Instruction.
Print the listing as it stands, omitting all images.
========================================================================
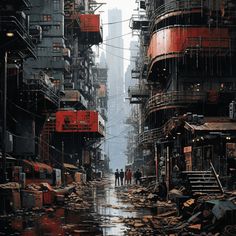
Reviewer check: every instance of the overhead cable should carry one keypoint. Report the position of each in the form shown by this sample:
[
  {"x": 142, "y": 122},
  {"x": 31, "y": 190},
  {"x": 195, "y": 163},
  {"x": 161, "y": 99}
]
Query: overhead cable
[
  {"x": 115, "y": 22},
  {"x": 120, "y": 36}
]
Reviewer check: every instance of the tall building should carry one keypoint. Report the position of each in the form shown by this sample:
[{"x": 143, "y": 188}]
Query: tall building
[
  {"x": 188, "y": 116},
  {"x": 116, "y": 85},
  {"x": 46, "y": 58}
]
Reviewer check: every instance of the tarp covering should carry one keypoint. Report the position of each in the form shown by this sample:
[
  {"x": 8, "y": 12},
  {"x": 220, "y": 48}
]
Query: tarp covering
[
  {"x": 38, "y": 166},
  {"x": 70, "y": 166},
  {"x": 212, "y": 126}
]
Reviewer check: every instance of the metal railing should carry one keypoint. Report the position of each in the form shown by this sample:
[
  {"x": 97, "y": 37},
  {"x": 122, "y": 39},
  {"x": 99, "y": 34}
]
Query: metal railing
[
  {"x": 217, "y": 178},
  {"x": 137, "y": 91},
  {"x": 173, "y": 98},
  {"x": 11, "y": 23},
  {"x": 38, "y": 85},
  {"x": 181, "y": 5}
]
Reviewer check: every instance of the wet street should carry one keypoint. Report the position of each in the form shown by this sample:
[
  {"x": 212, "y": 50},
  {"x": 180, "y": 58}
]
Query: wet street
[{"x": 102, "y": 210}]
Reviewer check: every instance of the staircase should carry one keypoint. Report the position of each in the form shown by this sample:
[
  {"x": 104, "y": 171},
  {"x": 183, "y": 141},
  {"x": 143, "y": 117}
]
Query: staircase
[{"x": 205, "y": 182}]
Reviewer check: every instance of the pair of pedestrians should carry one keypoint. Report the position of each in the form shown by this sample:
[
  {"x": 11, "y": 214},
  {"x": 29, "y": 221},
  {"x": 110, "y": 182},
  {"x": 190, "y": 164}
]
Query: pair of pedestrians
[
  {"x": 128, "y": 176},
  {"x": 119, "y": 177}
]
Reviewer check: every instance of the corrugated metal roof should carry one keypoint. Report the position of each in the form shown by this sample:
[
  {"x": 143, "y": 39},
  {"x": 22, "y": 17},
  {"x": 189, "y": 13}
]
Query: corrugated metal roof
========================================================================
Expected answer.
Reviewer check: every instance of the overhead cable should carry one keypoint. Report the position of each in the form shown by this sample:
[
  {"x": 142, "y": 122},
  {"x": 31, "y": 190},
  {"x": 195, "y": 163},
  {"x": 161, "y": 99}
]
Query: overhead cable
[
  {"x": 115, "y": 22},
  {"x": 120, "y": 36}
]
Reviewer check: every instance of the tall building should carry one keypoint. Report the position of each in the form shown by this sample:
[{"x": 143, "y": 188}]
Query: tall building
[
  {"x": 188, "y": 116},
  {"x": 116, "y": 85},
  {"x": 46, "y": 58}
]
Reviewer check: every instance of the tarp covering should carry one keypoint. Report the position of each in the form shown by this sample:
[
  {"x": 8, "y": 12},
  {"x": 220, "y": 48}
]
Query: tarp covering
[
  {"x": 38, "y": 166},
  {"x": 70, "y": 166},
  {"x": 212, "y": 126}
]
Reviewer check: every instance of the metal railing should carry one keypoint. Report the position of each in the form shown by this sample:
[
  {"x": 97, "y": 37},
  {"x": 122, "y": 39},
  {"x": 99, "y": 34}
]
Query: metal railing
[
  {"x": 217, "y": 178},
  {"x": 137, "y": 91},
  {"x": 173, "y": 98},
  {"x": 11, "y": 23},
  {"x": 38, "y": 85},
  {"x": 181, "y": 5}
]
Reviewer check: every instance of the wet street should carry one keypoint. Report the position of each in the form shown by this sample:
[
  {"x": 212, "y": 50},
  {"x": 180, "y": 58}
]
Query: wet street
[{"x": 102, "y": 210}]
Reviewer check: every instance of the staircase should carry one keypoint. Report the position of each in the form shown by this sample:
[
  {"x": 104, "y": 171},
  {"x": 183, "y": 141},
  {"x": 143, "y": 117}
]
Query: staircase
[{"x": 205, "y": 182}]
Reviewer check: every instance of the pair of pedestrians should carry one keypoint. Report the position of each in the form shown by this sample:
[
  {"x": 11, "y": 214},
  {"x": 29, "y": 221},
  {"x": 110, "y": 182},
  {"x": 190, "y": 164}
]
Query: pair of pedestrians
[
  {"x": 128, "y": 176},
  {"x": 119, "y": 177}
]
Reviewer check: every instance of the corrugated metal roof should carry one keypoint. Report the position of each in the form shown by this sample:
[
  {"x": 143, "y": 39},
  {"x": 22, "y": 17},
  {"x": 189, "y": 13}
]
Query: corrugated metal roof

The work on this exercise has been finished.